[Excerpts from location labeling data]
============

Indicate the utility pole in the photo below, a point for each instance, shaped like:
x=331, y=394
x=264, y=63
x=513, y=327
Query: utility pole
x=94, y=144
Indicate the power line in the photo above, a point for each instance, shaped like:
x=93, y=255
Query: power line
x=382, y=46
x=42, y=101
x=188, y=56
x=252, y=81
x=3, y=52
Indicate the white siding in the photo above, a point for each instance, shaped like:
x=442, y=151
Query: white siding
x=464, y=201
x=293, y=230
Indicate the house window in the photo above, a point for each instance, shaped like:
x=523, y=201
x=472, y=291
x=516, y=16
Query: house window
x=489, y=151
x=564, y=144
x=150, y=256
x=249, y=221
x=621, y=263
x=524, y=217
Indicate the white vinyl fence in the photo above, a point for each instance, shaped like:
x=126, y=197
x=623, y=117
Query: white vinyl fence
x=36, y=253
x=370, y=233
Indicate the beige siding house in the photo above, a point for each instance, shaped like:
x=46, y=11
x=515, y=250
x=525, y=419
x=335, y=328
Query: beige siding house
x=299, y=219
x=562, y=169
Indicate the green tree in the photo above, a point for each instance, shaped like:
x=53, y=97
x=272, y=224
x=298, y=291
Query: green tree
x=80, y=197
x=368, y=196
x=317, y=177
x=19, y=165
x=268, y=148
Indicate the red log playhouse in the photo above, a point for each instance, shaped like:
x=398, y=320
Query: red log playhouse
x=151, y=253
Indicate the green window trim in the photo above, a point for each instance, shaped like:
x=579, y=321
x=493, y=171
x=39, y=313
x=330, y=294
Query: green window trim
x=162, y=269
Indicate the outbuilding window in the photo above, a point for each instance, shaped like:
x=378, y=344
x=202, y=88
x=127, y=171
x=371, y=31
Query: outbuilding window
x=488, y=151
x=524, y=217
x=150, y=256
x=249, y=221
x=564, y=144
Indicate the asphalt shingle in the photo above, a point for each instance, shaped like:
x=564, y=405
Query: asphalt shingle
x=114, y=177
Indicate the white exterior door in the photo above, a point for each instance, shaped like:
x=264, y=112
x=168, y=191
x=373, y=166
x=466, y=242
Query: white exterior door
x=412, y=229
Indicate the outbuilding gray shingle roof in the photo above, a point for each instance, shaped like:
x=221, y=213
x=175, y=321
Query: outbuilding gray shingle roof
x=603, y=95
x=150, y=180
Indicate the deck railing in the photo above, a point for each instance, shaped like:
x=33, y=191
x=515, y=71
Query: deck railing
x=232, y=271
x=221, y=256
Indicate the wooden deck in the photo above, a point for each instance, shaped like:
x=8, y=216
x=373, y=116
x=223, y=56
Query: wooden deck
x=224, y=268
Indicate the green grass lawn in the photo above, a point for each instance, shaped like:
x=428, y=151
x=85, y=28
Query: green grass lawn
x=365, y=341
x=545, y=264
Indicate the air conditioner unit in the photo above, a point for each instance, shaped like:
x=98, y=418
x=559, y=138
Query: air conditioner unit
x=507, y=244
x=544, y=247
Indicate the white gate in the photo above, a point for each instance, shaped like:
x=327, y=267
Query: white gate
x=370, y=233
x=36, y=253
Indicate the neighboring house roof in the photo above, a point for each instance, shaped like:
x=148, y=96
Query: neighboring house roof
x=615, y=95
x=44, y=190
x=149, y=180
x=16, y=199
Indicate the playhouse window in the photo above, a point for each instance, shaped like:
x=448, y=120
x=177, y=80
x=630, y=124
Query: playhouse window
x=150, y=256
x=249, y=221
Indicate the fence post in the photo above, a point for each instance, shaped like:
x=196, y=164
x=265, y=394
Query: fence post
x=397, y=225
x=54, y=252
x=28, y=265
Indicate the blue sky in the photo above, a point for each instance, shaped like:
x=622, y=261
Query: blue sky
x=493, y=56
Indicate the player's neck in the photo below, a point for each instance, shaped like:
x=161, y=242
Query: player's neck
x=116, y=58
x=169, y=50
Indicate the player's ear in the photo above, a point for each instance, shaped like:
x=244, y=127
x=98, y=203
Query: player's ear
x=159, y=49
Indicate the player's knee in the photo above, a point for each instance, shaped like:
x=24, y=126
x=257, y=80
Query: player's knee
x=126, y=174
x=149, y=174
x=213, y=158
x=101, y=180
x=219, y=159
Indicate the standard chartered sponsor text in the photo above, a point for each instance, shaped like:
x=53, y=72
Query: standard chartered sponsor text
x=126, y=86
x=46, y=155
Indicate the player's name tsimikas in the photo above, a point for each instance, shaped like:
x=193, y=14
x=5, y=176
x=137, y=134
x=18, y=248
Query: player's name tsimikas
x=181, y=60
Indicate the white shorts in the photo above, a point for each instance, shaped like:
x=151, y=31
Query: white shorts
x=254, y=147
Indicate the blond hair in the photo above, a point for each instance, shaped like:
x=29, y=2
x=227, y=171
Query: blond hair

============

◆ PROMPT ◆
Copy out all of the records above word for word, leaving nothing out.

◆ SOLUTION ◆
Indicate the utility pole in the photo below, a point for each instance, shaped like:
x=331, y=394
x=264, y=63
x=513, y=327
Query: utility pole
x=94, y=144
Indicate the power line in the photo above, a point for each instance, shaped like:
x=93, y=255
Query: power line
x=382, y=46
x=42, y=101
x=188, y=56
x=252, y=81
x=3, y=52
Indicate the white siding in the photo above, a point for each instance, shaped like:
x=442, y=151
Query: white siding
x=464, y=201
x=293, y=230
Indicate the house window in the photo above, a point for each instance, shaped like:
x=523, y=201
x=472, y=291
x=516, y=16
Query: house window
x=489, y=151
x=564, y=144
x=150, y=256
x=249, y=221
x=621, y=263
x=524, y=217
Indicate the white vinyl fence in the photo above, a point for each instance, shaped like:
x=126, y=197
x=623, y=117
Query: white vinyl fence
x=36, y=253
x=370, y=233
Indicate the beige siding house in the photo above, a point for each instance, shaped like:
x=46, y=11
x=515, y=250
x=525, y=419
x=335, y=328
Query: beige siding house
x=299, y=219
x=562, y=169
Indicate the green tree in the photo above, a point for each instance, shaped like:
x=53, y=97
x=272, y=224
x=298, y=291
Query: green tree
x=80, y=197
x=368, y=196
x=317, y=177
x=19, y=165
x=268, y=148
Indicate the red log playhouse in the photo above, a point for each instance, shaped like:
x=398, y=320
Query: red log playhouse
x=151, y=253
Indicate the green window trim in the photo above, a point for each instance, shaped like:
x=579, y=321
x=493, y=171
x=39, y=313
x=330, y=294
Query: green window trim
x=162, y=269
Indicate the outbuilding window in the photo above, a point for each instance, shaped like:
x=378, y=344
x=202, y=88
x=127, y=171
x=371, y=31
Query: outbuilding window
x=488, y=151
x=524, y=217
x=150, y=256
x=249, y=221
x=564, y=144
Indicate the asphalt shingle in the photo above, a point for each instance, shaped like:
x=564, y=405
Query: asphalt shingle
x=114, y=177
Indicate the white exterior door in the photo above, a point for each instance, shaped like:
x=264, y=112
x=168, y=191
x=373, y=166
x=466, y=242
Query: white exterior door
x=412, y=229
Indicate the outbuilding gray shingle roof in the photo above, a point for each instance, shaped like:
x=221, y=213
x=175, y=321
Query: outbuilding gray shingle roof
x=603, y=95
x=150, y=180
Indicate the deck railing in the photo above, a point for each instance, shaped like:
x=33, y=191
x=515, y=71
Query: deck railing
x=232, y=271
x=221, y=256
Indicate the wooden deck in the photo above, a point for each instance, shaped like:
x=8, y=216
x=373, y=116
x=223, y=56
Query: wooden deck
x=224, y=268
Indicate the green grass lawn in the photo above, a point for each instance, shaped like:
x=428, y=151
x=85, y=28
Query: green grass lawn
x=365, y=341
x=545, y=264
Indicate the air conditioner unit in the photo above, a point for each instance, shaped like:
x=98, y=418
x=559, y=138
Query: air conditioner unit
x=507, y=244
x=544, y=247
Indicate the white gate in the photo above, a point for each instance, shaped like:
x=327, y=267
Query: white gate
x=370, y=233
x=36, y=253
Indicate the neighboring house roof in the photo above, a point for each instance, shaped like:
x=148, y=96
Query: neighboring house roof
x=615, y=95
x=44, y=190
x=149, y=180
x=16, y=199
Indicate the playhouse window in the photo above, a point for each instance, shaped like:
x=448, y=120
x=177, y=80
x=630, y=124
Query: playhouse window
x=150, y=256
x=249, y=221
Indicate the fence post in the photo above, a point for each instance, shaped like:
x=196, y=164
x=265, y=394
Query: fence post
x=397, y=225
x=54, y=252
x=28, y=265
Indicate the blue sky in the photo above, a point for each instance, shaped like:
x=622, y=261
Query: blue sky
x=493, y=56
Indicate the player's neck in the photo below, a point for each instance, shaped like:
x=161, y=242
Query: player's neck
x=116, y=58
x=169, y=50
Indicate the player's ear in the photo above, a point for each instance, shaped like:
x=244, y=127
x=98, y=203
Query: player's ear
x=159, y=49
Indicate the player's knee in the photo above, a point for each instance, shaped like:
x=24, y=126
x=257, y=80
Query: player's knee
x=126, y=174
x=149, y=174
x=213, y=158
x=101, y=180
x=219, y=159
Indicate the standard chartered sponsor text in the photo above, a point for each instance, shaped like:
x=53, y=72
Query: standard chartered sponsor text
x=126, y=86
x=46, y=155
Indicate the player's name tsimikas in the photo above, a point for each instance, shaped like:
x=193, y=14
x=5, y=176
x=137, y=134
x=18, y=248
Query: player's name tsimikas
x=181, y=60
Indicate the white shorts in the photo above, a point for each instance, shaped like:
x=151, y=31
Query: white shorts
x=254, y=147
Indicate the blond hair in the photo above, a point for each instance, shaped like:
x=29, y=2
x=227, y=171
Query: blond hair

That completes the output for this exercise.